* CHALLENGES
1. List every number written in numerals in the passage about Israeli environmental campaigns.
2. Continue the passage about Israeli environmental campaigns from its last sentence.

SOURCE PASSAGE start

In addition to winning major environmental victories in Eilat which resulted in forcing giant fish farms out of the gulf, Zalul has had numerous successes in its campaigns regarding Israel's coastline and marine life, which have had a direct impact on Israel's nascent environmental policies as well as on the country's awareness of the issues.
Chief among these was clearing waste from the waters surrounding the Kishon River near Haifa. In 2005, Zalul conducted an investigative report on the river, 'Contaminated Ground in the Haifa Gulf,' and presented it to the Environment Ministry. As a result, the Israel Ports cleared out 75 tons of sludge from the banks of the Kishon.
One of Zalul's main priorities for the future is to raise awareness of and involvement in the environmental issues at hand among Israeli youth. That's why Kahn started a project in which he and other divers collect reef fragments that have broken off in stormy weather, and give them to 5,000 school kids to grow like saltwater saplings for a few months in classroom tubs. Later, divers carefully glue the living fragments back onto the reef. It's all part of Kahn's tikkun olam ('healing the world') for the sea.
The Israeli director of EcoPeace/Friends of the Earth Middle East (FoEME), Gidon Bromberg is at the forefront of fostering environmental ties between Israel's neighbors in Jordan and the Palestinian Authority.

SOURCE PASSAGE end
SUPPLIED ENTRIES start

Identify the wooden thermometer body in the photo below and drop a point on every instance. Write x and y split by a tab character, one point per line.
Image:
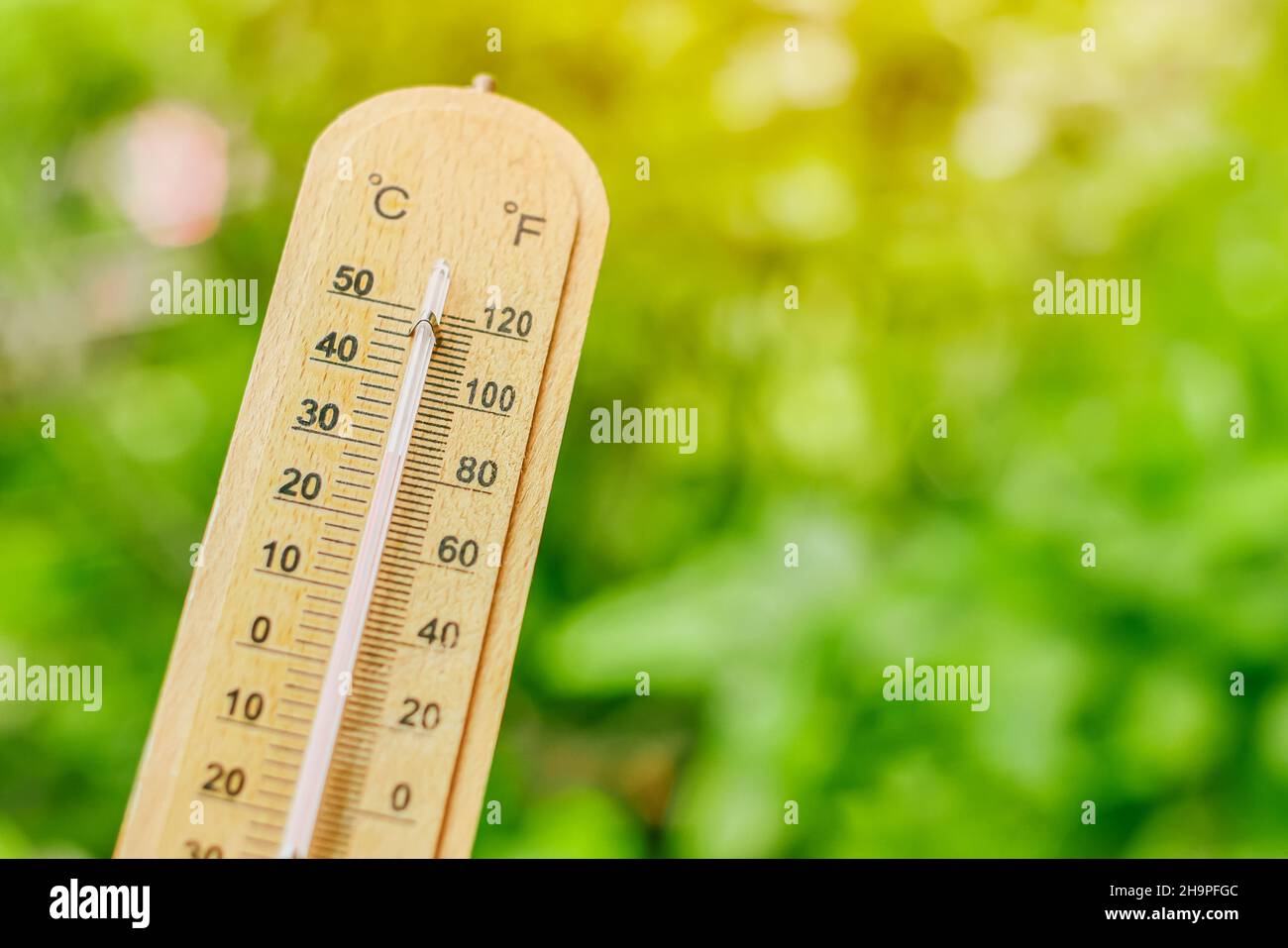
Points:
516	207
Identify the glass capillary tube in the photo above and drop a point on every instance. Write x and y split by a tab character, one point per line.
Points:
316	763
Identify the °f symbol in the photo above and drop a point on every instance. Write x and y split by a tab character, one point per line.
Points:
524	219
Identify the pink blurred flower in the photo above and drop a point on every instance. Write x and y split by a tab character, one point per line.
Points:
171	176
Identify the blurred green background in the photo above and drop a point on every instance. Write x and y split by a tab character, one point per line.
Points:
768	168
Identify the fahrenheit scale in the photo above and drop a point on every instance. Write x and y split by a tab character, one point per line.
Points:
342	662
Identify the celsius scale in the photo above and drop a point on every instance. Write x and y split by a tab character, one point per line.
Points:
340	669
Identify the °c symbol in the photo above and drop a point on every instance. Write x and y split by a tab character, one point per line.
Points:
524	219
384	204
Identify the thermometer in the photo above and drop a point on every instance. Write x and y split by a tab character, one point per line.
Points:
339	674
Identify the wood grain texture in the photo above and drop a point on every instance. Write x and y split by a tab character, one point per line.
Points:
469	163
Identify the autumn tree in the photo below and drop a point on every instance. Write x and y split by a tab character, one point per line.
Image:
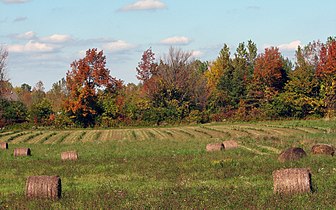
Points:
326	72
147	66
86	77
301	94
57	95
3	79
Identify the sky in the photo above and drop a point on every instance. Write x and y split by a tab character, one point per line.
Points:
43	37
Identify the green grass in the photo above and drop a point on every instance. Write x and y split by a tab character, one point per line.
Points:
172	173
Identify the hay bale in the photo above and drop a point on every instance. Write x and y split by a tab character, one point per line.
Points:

SUPPLIED ENTRIES end

* RESULTS FOR THE EXERCISE
1. 2005, 75, 5,000

2.
Bromberg (47) founded EcoPeace in 1994 as the first regional organization dedicated to peace and sustainability and has been the Israeli director ever since. In 1997, he led the entry of the organization into Friends of the Earth International, the largest grassroots environmental organization in the world.
The environmental lawyer has also developed the cross-border, community peace-building project 'Good Water Neighbors', which is now seen as a model for other programs in conflict areas.
Speaking regularly about water, peace, and security issues in various forums, Bromberg has presented papers before the UN Commission for Sustainable Development, the United States House Committee on Foreign Affairs, the European Parliament and the advisory meeting to the UN High Level Panel on Security.
'The purpose of our bottom-up community work is to create a grassroots constituency for cross-border cooperation in solving concrete environmental issues on the ground at the community level,' Bromberg told the Tree Hugger website. 'We see this as a first step toward developing a broader vision for each ecosystem.'" (source)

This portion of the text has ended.